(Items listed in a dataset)
###

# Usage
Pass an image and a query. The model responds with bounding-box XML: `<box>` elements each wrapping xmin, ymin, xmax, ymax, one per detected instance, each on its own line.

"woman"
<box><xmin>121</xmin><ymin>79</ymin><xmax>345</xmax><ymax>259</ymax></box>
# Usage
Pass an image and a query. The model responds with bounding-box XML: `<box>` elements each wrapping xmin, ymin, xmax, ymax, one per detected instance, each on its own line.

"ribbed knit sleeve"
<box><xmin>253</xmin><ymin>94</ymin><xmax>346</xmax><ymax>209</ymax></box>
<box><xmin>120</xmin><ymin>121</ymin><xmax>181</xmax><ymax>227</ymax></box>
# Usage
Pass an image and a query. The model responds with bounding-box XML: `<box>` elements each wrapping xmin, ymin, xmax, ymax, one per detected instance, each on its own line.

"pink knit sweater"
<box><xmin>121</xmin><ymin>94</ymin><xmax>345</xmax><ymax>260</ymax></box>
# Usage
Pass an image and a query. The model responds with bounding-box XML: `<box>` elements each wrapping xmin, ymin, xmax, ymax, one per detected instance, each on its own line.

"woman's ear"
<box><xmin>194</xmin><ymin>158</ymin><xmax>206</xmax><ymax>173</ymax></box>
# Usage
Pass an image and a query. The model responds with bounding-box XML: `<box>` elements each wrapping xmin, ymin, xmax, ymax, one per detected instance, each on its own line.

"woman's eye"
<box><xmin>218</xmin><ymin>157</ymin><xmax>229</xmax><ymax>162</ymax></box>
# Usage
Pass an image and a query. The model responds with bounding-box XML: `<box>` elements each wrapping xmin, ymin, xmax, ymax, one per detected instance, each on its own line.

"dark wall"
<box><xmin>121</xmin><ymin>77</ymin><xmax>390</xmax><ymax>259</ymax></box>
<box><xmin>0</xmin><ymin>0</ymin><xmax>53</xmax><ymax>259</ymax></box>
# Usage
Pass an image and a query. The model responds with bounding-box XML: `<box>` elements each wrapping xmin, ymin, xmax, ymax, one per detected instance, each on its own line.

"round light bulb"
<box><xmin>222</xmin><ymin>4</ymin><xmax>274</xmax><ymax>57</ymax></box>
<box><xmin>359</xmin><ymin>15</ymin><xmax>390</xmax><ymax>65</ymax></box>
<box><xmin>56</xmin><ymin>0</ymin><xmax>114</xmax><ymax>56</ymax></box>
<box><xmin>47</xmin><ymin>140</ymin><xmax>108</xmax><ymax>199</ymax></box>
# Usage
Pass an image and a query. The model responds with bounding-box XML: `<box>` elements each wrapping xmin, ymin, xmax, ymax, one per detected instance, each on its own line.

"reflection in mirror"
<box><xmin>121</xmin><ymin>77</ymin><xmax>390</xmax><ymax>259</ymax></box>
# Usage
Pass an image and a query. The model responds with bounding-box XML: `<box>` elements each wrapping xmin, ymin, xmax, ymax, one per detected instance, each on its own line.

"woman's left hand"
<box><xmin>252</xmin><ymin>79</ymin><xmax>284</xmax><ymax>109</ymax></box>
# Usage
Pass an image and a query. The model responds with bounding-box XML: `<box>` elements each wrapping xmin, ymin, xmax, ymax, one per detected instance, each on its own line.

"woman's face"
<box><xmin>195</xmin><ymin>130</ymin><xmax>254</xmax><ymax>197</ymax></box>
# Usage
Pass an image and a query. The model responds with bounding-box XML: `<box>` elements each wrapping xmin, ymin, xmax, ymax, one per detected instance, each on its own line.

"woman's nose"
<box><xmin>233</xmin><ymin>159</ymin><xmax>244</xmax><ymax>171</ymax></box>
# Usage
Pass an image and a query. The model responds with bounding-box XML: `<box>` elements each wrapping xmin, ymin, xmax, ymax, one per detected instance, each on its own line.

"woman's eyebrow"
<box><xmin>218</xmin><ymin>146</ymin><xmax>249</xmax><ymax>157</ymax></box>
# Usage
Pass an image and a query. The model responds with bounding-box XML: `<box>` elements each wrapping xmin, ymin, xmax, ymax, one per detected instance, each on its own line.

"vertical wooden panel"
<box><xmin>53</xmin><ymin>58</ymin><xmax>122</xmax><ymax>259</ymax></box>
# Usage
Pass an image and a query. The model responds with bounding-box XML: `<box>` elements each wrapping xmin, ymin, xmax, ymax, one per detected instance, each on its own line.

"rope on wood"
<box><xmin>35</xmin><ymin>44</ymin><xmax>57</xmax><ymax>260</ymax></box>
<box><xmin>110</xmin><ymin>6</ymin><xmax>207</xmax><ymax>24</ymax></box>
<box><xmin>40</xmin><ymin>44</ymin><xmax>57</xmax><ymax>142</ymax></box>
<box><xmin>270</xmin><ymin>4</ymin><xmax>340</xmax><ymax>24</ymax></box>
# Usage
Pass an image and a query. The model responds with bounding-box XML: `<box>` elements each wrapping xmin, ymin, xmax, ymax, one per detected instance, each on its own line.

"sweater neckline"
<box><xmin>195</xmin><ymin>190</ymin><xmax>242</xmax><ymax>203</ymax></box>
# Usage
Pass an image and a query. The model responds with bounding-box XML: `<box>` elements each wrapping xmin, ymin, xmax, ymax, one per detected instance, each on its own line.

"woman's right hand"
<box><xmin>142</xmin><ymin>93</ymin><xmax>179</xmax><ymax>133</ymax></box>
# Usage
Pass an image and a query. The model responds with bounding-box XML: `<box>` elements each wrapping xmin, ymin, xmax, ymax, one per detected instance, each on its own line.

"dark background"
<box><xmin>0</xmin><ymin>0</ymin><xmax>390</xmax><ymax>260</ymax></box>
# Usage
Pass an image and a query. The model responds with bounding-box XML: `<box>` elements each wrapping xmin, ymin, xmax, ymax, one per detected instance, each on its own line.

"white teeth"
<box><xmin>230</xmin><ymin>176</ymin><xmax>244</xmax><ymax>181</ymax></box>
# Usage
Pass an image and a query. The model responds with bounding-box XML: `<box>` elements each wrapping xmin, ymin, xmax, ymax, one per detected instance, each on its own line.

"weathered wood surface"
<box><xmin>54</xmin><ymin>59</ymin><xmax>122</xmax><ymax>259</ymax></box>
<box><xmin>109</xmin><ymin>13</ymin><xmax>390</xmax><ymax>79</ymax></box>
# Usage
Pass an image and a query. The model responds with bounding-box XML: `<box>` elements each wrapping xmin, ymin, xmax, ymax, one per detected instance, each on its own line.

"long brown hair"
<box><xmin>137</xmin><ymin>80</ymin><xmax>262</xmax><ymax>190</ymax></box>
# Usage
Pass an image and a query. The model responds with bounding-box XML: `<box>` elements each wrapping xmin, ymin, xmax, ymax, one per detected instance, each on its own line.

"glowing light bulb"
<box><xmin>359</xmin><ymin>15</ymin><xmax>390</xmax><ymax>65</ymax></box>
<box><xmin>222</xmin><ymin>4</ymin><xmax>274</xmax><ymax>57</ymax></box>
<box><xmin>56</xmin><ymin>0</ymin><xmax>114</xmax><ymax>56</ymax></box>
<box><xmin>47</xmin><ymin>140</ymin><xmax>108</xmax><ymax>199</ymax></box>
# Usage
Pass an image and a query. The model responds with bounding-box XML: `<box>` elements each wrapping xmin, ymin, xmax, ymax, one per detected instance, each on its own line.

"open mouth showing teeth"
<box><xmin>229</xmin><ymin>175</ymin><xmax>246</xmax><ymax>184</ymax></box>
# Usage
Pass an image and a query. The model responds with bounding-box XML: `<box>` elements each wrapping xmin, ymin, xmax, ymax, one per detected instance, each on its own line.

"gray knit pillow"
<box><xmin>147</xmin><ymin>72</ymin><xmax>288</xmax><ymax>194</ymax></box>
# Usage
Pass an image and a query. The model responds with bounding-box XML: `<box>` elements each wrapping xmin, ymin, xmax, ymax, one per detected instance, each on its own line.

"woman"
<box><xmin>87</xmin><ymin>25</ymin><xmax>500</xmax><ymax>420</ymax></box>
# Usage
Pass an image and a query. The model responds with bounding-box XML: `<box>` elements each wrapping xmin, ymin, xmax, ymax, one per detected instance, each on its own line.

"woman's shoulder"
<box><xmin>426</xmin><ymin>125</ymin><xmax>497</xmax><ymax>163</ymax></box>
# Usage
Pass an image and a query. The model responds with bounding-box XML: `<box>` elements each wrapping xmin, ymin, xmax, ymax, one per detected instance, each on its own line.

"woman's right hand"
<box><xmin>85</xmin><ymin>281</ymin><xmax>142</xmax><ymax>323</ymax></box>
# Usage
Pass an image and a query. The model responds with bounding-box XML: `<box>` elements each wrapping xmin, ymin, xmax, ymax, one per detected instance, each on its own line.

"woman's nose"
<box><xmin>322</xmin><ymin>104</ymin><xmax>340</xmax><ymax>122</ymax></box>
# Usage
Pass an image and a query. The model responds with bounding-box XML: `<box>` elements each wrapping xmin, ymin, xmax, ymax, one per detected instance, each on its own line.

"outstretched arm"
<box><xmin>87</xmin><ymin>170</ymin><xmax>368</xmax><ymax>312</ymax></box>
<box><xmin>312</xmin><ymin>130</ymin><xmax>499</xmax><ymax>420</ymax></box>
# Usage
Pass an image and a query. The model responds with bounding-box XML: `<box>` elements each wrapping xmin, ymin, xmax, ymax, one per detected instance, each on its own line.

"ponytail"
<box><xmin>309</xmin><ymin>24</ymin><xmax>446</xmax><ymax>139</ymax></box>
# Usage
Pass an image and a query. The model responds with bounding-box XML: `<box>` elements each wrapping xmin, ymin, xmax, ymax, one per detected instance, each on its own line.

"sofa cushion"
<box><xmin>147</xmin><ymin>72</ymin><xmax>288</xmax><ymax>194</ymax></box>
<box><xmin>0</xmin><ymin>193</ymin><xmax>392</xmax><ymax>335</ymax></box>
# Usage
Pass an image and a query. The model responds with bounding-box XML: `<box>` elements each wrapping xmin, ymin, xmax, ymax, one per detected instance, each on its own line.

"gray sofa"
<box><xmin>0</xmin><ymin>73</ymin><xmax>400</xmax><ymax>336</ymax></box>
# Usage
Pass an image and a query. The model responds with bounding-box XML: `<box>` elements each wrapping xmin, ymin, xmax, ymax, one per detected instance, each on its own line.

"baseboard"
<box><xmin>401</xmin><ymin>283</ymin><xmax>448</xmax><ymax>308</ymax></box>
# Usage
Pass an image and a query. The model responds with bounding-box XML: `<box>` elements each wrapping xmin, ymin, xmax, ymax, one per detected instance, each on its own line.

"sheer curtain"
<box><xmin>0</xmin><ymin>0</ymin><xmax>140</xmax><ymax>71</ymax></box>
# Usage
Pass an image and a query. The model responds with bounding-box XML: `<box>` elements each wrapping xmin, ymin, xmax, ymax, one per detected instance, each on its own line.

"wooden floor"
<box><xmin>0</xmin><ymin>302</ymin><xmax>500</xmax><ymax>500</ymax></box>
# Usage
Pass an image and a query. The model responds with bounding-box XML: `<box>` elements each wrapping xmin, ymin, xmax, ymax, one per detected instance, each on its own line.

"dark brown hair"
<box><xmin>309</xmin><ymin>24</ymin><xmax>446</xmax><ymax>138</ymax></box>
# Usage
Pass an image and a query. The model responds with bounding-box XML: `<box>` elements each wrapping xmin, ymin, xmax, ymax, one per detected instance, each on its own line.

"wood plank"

###

State how many lines in the data above contain the string "wooden". Case matters, and the reply should be only the number.

Result of this task>
2